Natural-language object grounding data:
-- -- --

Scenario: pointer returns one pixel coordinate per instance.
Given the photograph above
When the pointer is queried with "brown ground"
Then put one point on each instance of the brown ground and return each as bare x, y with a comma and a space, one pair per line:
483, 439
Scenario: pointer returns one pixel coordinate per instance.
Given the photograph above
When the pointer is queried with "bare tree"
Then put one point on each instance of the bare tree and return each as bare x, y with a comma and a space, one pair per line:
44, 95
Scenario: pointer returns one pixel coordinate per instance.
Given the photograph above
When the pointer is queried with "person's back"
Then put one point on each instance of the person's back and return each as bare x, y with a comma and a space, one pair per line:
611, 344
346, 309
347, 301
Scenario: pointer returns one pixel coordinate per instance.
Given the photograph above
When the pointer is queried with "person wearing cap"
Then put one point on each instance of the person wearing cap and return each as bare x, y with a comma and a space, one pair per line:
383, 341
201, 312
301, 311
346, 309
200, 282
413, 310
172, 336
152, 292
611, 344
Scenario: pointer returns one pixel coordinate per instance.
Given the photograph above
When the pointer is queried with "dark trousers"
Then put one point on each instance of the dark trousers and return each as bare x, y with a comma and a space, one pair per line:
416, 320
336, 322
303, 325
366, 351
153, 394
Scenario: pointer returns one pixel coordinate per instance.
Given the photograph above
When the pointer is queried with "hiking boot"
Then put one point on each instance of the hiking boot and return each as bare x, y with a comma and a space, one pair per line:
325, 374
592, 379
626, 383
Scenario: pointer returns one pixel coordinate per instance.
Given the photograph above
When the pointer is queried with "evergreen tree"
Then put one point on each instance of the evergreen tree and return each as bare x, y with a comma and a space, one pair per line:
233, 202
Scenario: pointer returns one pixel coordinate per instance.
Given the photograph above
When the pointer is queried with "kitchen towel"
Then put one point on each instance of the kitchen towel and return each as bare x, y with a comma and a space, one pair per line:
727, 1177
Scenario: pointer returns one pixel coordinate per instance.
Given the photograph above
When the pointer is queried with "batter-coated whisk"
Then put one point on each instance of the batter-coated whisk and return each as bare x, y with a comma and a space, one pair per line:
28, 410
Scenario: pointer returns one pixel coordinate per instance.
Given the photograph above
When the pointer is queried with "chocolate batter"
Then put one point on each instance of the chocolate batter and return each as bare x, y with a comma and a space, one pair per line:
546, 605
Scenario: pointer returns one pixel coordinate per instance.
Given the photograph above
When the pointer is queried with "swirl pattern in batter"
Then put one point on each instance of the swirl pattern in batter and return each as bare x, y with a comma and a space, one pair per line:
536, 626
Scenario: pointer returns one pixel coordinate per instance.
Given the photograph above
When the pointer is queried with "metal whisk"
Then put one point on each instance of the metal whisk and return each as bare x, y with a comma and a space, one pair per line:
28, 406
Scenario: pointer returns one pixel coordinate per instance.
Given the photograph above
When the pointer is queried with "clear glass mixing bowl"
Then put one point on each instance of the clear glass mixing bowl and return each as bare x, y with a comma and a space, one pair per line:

-- -- --

Exercise brief: Every entry shown above is to be written out exactly.

Solution to this problem:
Scenario: pointer returns one pixel coordinate per instance.
Given the photograph above
When the pointer is queried with "brown ground"
Then put one point on each instance of the brown ground and return each as bare x, y with a comma and a space, one pair per line:
483, 439
Scenario: pointer returns one pixel coordinate per instance.
Given the photograph above
When the pointer is queried with "bare tree"
Then put one point on each instance of the bare tree and return each as bare x, y with a comma and a space, one pair per line:
44, 95
Scenario: pointer returns one pixel coordinate per instance.
Given the photograph above
When the pointer is queried with "person's back"
Then put one point on each instance of the person's back and return each as bare x, y with a comma and a space, one pair per line:
611, 344
346, 309
347, 301
Scenario: pointer returns one pixel coordinate per instance.
Given the photograph above
When the pointer is queried with "person wearing cap"
Then put one point on each instance of the person wearing cap and return each as bare x, y with a comma and a space, one pair per line:
383, 341
201, 312
301, 311
346, 309
200, 282
413, 310
172, 336
152, 292
611, 344
Scenario: pointer returns one pixel coordinate per instance.
Given the photograph above
When the pointer is queried with "dark trousers"
Then put one point on each instance of the dark trousers and return each as bare x, y with a comma and a space, one pair per line:
416, 320
336, 322
303, 325
366, 351
153, 394
Scenario: pointer returns one pixel coordinate per instance.
Given the photograph above
When the pointer is queried with "hiking boot"
Then put one point on each instance of the hiking boot and return each as bare x, y with a comma and a space, one pair per line:
325, 374
592, 379
626, 383
Scenario: pointer returns one pixel coordinate per instance.
Given the photograph above
When the pointer is queried with "evergreen tree"
Then put one point on each instance of the evergreen tree and return each as bare x, y with a comma and a space, one pair per line:
233, 202
Scenario: pointer returns one pixel coordinate per instance.
Given the photograph above
When the pointer is queried with "kitchen towel"
Then put one point on each instance of the kitchen towel and return each as bare x, y with a comma and a space, one pair per line:
727, 1177
Scenario: pointer returns one pixel coordinate per instance.
Given the photograph above
When the pointer is queried with "batter-coated whisk"
Then put one point on each instance of the batter-coated whisk and return each as bare x, y with a comma and a space, one pair per line:
28, 410
Scenario: pointer returns one pixel coordinate per instance.
Given the photograph above
When the pointer is queried with "chocolate batter"
Then put one point on each instance of the chocolate batter and return each as bare x, y with a comma and a space, one pair per line:
546, 605
Scenario: pointer returns one pixel coordinate per instance.
Given the photograph above
When the pointer is queried with "swirl pattern in batter"
Then put one point on each instance of the swirl pattern in batter and return each as bare x, y with a comma and a space, one pair per line:
536, 626
Scenario: pointer returns one pixel coordinate per instance.
Given the photograph above
When the pointer is queried with "metal whisk"
Then put one point on each instance of the metal whisk and return each as bare x, y with a comma and a space, one pair per line:
28, 406
Scenario: pointer returns one pixel coordinate per instance.
Given the photograph above
When the pointer is queried with "clear glass mixing bowl"
Then put one point on each instance of the clear glass mixing bowl and return each as bare x, y with a comma and a space, one pair per line:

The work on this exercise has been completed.